Aim: Which lines of the data contain the word "grass"? Copy each such line in full; case counts.

====== Provided data

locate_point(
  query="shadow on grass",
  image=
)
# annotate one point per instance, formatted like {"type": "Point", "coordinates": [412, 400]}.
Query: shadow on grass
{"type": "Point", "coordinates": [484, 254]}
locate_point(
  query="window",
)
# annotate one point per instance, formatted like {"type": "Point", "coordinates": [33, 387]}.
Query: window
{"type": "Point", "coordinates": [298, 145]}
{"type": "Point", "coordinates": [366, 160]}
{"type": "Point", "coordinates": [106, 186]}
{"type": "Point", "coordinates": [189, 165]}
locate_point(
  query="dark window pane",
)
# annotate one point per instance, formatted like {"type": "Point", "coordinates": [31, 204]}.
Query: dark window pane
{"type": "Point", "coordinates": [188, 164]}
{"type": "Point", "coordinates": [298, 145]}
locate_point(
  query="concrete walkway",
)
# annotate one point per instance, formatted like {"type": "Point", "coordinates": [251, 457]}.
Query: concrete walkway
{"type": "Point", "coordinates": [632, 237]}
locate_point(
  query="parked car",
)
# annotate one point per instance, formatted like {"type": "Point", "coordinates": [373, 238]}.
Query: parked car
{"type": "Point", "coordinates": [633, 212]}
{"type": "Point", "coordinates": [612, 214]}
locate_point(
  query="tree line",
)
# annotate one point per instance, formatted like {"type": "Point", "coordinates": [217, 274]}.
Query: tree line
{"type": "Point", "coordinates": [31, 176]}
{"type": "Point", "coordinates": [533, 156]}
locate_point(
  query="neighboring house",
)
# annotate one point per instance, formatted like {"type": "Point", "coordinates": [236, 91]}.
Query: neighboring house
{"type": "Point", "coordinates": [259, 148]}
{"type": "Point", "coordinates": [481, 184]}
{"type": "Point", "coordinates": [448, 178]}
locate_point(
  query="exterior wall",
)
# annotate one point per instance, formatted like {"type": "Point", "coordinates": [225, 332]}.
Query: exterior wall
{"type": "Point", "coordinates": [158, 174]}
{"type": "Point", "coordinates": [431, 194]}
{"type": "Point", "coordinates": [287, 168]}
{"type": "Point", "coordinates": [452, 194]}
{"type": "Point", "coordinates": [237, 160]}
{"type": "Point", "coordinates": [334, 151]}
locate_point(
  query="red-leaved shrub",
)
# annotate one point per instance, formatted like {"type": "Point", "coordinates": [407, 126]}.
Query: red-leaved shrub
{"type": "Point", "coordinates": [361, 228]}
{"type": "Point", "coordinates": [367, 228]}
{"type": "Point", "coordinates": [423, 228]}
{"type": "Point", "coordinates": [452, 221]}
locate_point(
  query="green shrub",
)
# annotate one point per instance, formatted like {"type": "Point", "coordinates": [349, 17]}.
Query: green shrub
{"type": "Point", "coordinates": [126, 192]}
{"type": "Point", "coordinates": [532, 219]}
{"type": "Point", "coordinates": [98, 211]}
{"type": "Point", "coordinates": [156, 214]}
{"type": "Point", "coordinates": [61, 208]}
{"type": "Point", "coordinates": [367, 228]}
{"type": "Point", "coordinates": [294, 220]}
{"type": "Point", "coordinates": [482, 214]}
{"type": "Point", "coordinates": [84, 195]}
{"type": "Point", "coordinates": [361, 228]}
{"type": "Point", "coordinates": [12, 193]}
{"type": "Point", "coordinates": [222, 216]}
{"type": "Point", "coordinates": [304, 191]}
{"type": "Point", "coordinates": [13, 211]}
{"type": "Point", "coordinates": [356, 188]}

============
====== Provided data

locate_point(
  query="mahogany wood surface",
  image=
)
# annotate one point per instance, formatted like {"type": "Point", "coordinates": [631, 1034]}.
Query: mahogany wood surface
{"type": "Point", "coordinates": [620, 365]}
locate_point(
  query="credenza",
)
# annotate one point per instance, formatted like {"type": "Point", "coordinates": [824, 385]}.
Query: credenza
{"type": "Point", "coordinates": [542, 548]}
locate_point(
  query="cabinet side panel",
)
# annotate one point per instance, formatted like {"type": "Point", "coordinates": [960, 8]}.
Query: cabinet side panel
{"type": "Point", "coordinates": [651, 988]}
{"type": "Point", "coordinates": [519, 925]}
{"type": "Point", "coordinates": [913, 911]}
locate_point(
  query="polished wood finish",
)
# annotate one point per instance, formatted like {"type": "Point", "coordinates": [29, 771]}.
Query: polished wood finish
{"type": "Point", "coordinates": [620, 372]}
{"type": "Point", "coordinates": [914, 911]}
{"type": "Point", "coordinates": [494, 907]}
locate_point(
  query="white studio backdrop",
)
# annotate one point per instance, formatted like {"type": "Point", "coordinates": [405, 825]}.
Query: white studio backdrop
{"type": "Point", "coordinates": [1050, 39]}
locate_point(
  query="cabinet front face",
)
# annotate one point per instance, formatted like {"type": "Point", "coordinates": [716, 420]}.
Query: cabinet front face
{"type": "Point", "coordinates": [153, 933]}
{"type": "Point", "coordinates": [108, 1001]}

============

Written response:
  query="shadow on grass",
Query: shadow on grass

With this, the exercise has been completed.